## TASK GOAL
Carry on the Christopher Kane blog post from the point where it stops, writing the next part in the same voice.

## SELECTION

— Begin —

Favourite collections: Christopher Kane
I haven't had much chance to write anything detailed on this blog for a while, so as my writing comeback of sorts I thought that it would make sense to write about Christopher Kane, as his designs (and Raf Simons’) were what sparked my interest in fashion in the first place.
If I had more time, I’d write an article on all 23 of Kane’s womenswear collections (maybe just 22, actually, because SS08 didn’t do anything for me), but instead I’ve had to go through the painful process of creating a really tight edit. The collections below are those which speak to me the most, evoking happy memories as well as general awe. It’s no great coincidence that I’ve warmed to the spring collections more; while for my own wardrobe I favour monochromatic safeness, I love looking at beautiful clothes in the kind of colours I’d never be able to get away with wearing.
I wrote heaps about this collection ages ago, but it deserves another mention. SS12 had triumphs aplenty, but Kane’s offerings were definitely the greatest. Artists in any field shouldn’t ever have to rein in their creativity, but, these days, fashion designers (particularly those heading up smaller, less financially-stable brands) are under pressure to create clothes with mass-market appeal. If you’re a fresh-faced designer whose income barely covers the rent of your dingy London studio, let alone the materials for your craft, you need your clothes to sell if you want your brand to expand. It’s not rocket science; producing clothes for esoteric interests doesn’t cut it unless you are Hedi Slimane, i.e. rolling in it (in which case you’re absolutely fine — continue to make clothes for your friends in bands that everyone else got over years ago — if it makes you happy then that’s all that matters). So, what made this collection stand out to me was Kane’s ability to pull off what very few designers can: the perfect balance of the commercial and the conceptual. The white shirts, cricket jumpers, boxy schoolgirl skirts and denim pieces are all accessible pieces — women all over can emulate Kane SS12 looks with ease simply by reaching to the back of their wardrobes — and yet there are some elements that just scream ‘expensive’ and ‘creative’ in the way that only runway looks can. The killer cuts, the aluminum-infused organza, the exquisitely detailed embellishment and sequin-lined appliqué… you can’t buy this sort of design complexity in Topshop (not even in the Boutique section, no, even though the brains behind it strive to emulate this sort of class).

— End —

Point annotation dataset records
— Begin —

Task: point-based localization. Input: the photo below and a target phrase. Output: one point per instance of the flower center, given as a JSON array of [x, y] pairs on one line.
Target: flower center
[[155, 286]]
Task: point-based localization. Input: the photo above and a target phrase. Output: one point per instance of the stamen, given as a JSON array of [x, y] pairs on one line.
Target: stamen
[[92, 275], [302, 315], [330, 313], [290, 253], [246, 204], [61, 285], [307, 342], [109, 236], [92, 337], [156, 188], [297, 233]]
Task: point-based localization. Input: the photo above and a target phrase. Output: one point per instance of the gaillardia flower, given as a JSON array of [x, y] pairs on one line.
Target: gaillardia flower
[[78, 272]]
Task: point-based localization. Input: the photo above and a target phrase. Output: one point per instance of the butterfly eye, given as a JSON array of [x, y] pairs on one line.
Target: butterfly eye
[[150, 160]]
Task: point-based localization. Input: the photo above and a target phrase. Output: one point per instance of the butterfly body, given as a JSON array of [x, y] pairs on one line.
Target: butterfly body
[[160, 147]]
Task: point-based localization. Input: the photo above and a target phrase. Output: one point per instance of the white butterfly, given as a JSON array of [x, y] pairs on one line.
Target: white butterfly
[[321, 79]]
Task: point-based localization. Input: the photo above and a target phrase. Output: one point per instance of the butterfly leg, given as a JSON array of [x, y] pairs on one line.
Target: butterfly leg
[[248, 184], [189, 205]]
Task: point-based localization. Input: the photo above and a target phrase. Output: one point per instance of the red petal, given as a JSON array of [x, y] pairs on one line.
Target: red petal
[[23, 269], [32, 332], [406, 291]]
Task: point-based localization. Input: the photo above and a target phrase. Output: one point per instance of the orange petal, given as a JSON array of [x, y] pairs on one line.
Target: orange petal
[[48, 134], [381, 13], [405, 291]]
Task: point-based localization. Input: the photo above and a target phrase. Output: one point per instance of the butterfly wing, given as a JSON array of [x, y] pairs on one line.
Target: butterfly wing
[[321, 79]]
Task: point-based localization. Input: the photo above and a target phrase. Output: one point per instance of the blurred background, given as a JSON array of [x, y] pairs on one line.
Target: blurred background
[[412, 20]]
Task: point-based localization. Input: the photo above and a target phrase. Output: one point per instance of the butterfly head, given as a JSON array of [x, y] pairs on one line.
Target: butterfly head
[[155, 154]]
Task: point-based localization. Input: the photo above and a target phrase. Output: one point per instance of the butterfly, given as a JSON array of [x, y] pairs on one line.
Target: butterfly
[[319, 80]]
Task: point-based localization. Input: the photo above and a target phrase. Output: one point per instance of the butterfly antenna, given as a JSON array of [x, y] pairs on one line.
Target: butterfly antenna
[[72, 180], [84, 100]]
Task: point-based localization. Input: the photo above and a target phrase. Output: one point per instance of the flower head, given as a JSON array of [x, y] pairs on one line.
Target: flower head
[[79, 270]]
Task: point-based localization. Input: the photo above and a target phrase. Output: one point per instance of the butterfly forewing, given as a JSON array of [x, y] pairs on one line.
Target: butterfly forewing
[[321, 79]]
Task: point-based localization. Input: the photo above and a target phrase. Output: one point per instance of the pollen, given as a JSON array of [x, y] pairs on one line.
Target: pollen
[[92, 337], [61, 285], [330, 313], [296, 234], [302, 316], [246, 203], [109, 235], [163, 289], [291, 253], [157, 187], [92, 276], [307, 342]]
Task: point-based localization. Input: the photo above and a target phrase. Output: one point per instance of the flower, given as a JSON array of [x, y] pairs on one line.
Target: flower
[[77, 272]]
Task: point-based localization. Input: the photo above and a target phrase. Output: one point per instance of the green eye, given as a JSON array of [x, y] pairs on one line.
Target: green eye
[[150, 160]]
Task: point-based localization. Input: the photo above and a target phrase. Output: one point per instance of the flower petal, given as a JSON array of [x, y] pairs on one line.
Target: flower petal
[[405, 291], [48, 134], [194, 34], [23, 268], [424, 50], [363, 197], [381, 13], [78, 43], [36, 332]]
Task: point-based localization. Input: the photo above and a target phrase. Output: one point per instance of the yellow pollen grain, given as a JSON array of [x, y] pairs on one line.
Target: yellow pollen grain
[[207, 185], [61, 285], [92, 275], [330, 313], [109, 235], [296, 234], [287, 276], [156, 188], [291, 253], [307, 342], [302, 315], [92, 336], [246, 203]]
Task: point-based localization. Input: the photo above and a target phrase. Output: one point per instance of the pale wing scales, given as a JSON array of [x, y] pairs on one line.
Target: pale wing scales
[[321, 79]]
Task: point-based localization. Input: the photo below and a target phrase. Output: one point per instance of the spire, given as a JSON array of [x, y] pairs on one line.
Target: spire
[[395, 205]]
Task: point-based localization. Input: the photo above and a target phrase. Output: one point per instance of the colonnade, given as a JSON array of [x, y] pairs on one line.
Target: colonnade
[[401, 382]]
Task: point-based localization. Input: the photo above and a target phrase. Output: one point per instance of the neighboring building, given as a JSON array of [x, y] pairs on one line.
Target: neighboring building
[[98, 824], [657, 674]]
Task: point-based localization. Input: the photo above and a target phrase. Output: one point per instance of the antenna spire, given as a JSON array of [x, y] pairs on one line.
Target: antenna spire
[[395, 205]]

— End —

## RESPONSE TO THIS TASK
I like this collection for sentimental reasons. SS07 was the season when I first became infatuated with fashion, particularly the young British fashion scene, so please don't think I have an affinity for highlighter-coloured frocks. When you see some perma-tanned party girl spewing up over her fluro pink bandage dress on the Diamond Strip, sticky-soled Office platforms in hand, do you ever wonder if her bold sartorial choices are some sort of working class homage to Kane’s debut collection? Me neither — when she picked up said dress in Quiz that morning, the thought probably never crossed her mind — but it does make you consider this collection’s influence on evening dressing. I loved the Swarvoski detailing on the pieces — a burst of crystals on plain fabric is something of a favourite of mine, having seen it implemented perfectly on a Marios Schwab dress that took centre stage on the cover of Dazed and Confused a few years back. Oh, and that Kane and Versus collaboration? Just look to this collection to see why Donatella picked him to bring new life to her diffusion line.
Like most British girls, my first encounter with gingham was the classic John Lewis easy-iron dress that was a welcome alternative, in the warmer months at primary school, to a black skirt or trousers. In my early teens I would make my own simple 60s-style shift dresses, cutting up gingham cloth in red and blue; it was fine to wear gingham even at that awkward age as, with bundles of innocence coupled with stick-thin limbs and doe eyes, I was deemed 'cute' and 'adorable'.
If I wear gingham now, even though my chest is still as flat as the school desks I associate with the fabric, it can feel a bit Lolita-esque. Kane's tackling of girlie checks was perfect, as he managed to brush away any smutty connotations, instead leaving us with the perfect balance of the pretty and the peverse – a 'good girl gone bad' look, if you like (or bad girl gone good?).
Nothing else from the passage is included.